3. The cannula is divided laterally and symmetrically down the center, and each side fulfils a separate one of the dual functions. Thus, one nostril prong is used for breath collection, while the second nostril prong is used for oxygen supply. Such a cannula, because of its simple and open design, can be made in a single unit by dip molding with all of the advantages of this process, namely smooth outer contours of the part, and soft pliable materials, as is discussed hereinbelow. Such cannulae are available from the Salter Laboratories, Inc., of Arvin, CA, and are called the "Salter Divided Cannula" 4700 series. However, such a split function cannula suffers from disadvantages in use. Firstly, since supply and collection are accomplished in different nostrils, if one nostril is obstructed, then the function being performed in that nostril is disabled. In addition, the whole indicated quantity of oxygen is delivered through one nostril, which has been found to be less comfortable for the patient.
A further method, known as rotational molding, is simpler than conventional injection molding, in that there are no internal cores, but is limited to use on the outer features only of the product. This technology would thus be limited to a single lumen or chamber design, a dual lumen product being virtually impossible to produce in one step by this method.
Currently available dual function cannulae generally have one or another disadvantage, either with respect to functional aspects of their use, or to patient comfort, or both. There therefore exists a need for a dual function cannula, wherein both functions are integrated into a small sized body, while maintaining ergonomic features to fit comfortably on the face, and to minimize patient irritation, while providing superior performance characteristics relative to those prior art products. At the same time, the manufacturing method must be capable of volume production at affordable cost to maintain the competitiveness of the cannula.
SUMMARY OF THE INVENTION
The present invention seeks to provide a new dual function cannula, which provides compactness, a low internal volume, ergonomic comfort and low production cost without detracting from the functional efficiency of the cannula by compromising the individual morphological requirements of each functional component. The cannula of the present invention can be provided in nasal or nasal/oral preferred embodiments, and includes collection and supply functions, integrated into one cannula without compromising their operational functionality. In accordance with a preferred embodiment, the cannula preferably incorporates the single junction construction as disclosed in the above-mentioned U.S. Patent No. 6,422,240, whereby all component parts of the breath collection lumen meet at a single junction. However, it is to be understood that the present invention is not limited to cannulae constructed with single junction construction, but is equally applicable to other dual function cannula designs.

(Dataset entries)
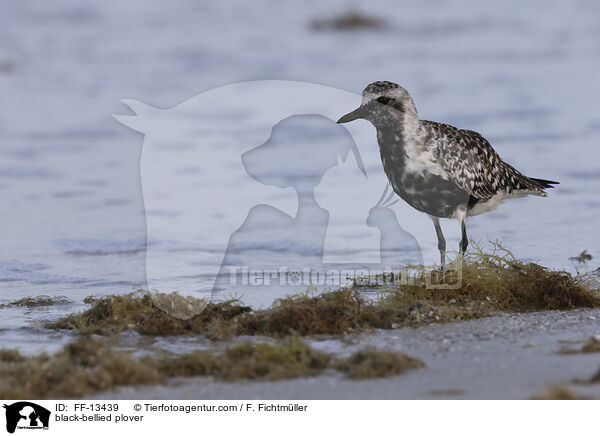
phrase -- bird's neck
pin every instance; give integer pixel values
(398, 132)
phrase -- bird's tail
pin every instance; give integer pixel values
(545, 183)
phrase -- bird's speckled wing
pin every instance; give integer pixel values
(472, 163)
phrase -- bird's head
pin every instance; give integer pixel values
(381, 102)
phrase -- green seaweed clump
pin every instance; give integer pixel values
(80, 369)
(290, 359)
(39, 301)
(371, 363)
(489, 283)
(592, 345)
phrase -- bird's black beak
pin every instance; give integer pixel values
(354, 115)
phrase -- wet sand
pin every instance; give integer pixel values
(513, 356)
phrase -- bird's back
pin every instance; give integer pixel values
(470, 161)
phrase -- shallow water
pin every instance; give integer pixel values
(73, 220)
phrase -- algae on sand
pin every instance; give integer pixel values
(371, 363)
(492, 282)
(91, 365)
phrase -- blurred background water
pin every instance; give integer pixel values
(72, 220)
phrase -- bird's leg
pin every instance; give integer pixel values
(464, 242)
(441, 241)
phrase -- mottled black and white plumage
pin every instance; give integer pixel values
(436, 168)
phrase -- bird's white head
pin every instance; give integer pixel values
(384, 102)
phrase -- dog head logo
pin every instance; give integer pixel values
(26, 415)
(209, 161)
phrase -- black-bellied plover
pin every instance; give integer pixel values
(436, 168)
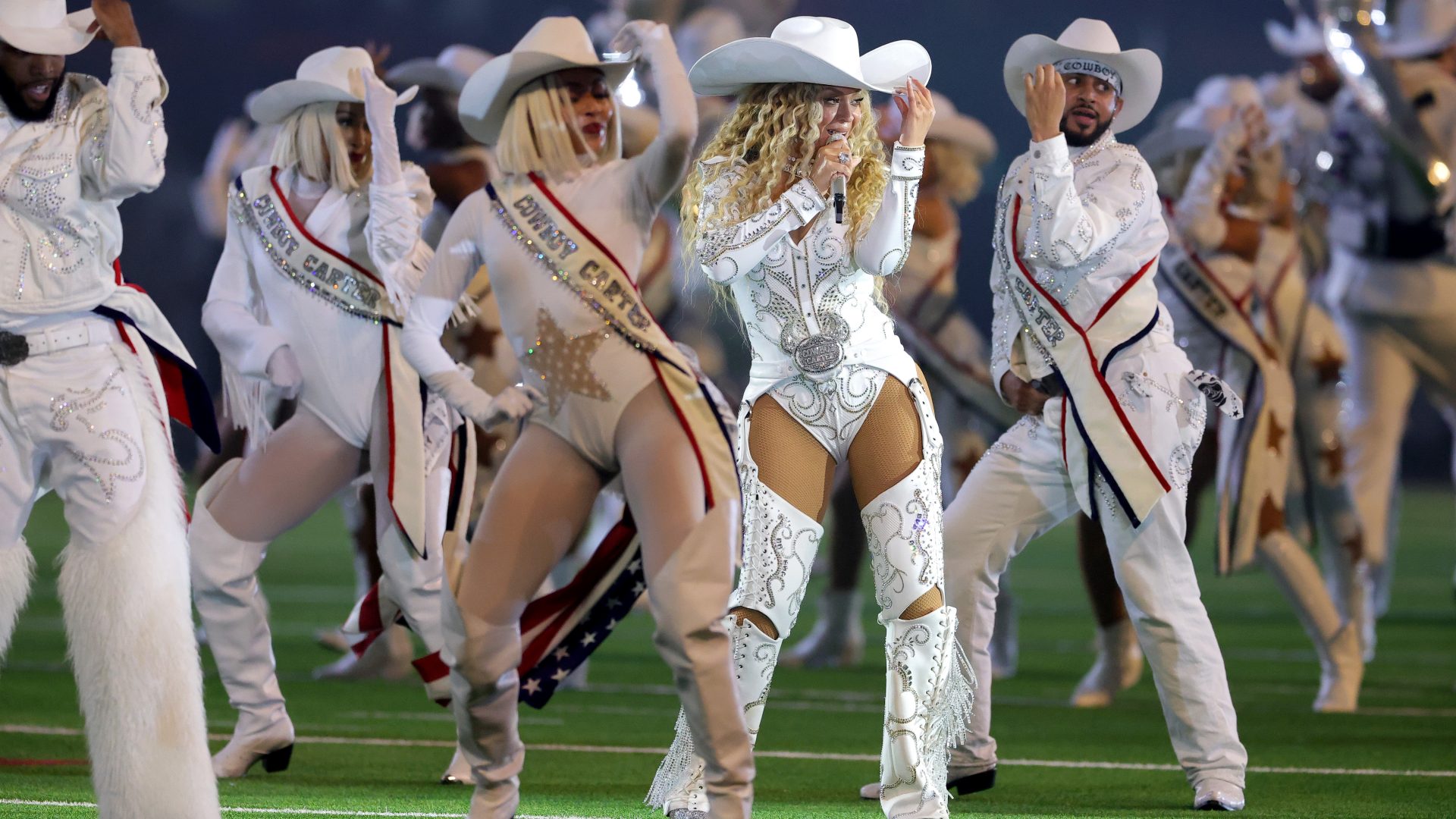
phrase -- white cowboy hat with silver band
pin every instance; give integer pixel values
(42, 27)
(447, 74)
(1305, 38)
(808, 50)
(554, 44)
(1417, 28)
(324, 76)
(1139, 71)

COMPLETE THE FOLLOWING >>
A. According to the cannula excerpt, under what name are the divided cannulae from Salter Laboratories, Inc. sold?
B. Based on the cannula excerpt, explain why an obstructed nostril is a problem for the split function cannula.
C. Transcribe the cannula excerpt from "Currently available dual" up to and including "of the cannula.".

SOLVED PROBLEMS >>
A. They are called the "Salter Divided Cannula" 4700 series.

B. In the split function cannula, supply and collection take place in different nostrils. If one nostril is obstructed, the function performed in that nostril is disabled.

C.
Currently available dual function cannulae generally have one or another disadvantage, either with respect to functional aspects of their use, or to patient comfort, or both. There therefore exists a need for a dual function cannula, wherein both functions are integrated into a small sized body, while maintaining ergonomic features to fit comfortably on the face, and to minimize patient irritation, while providing superior performance characteristics relative to those prior art products. At the same time, the manufacturing method must be capable of volume production at affordable cost to maintain the competitiveness of the cannula.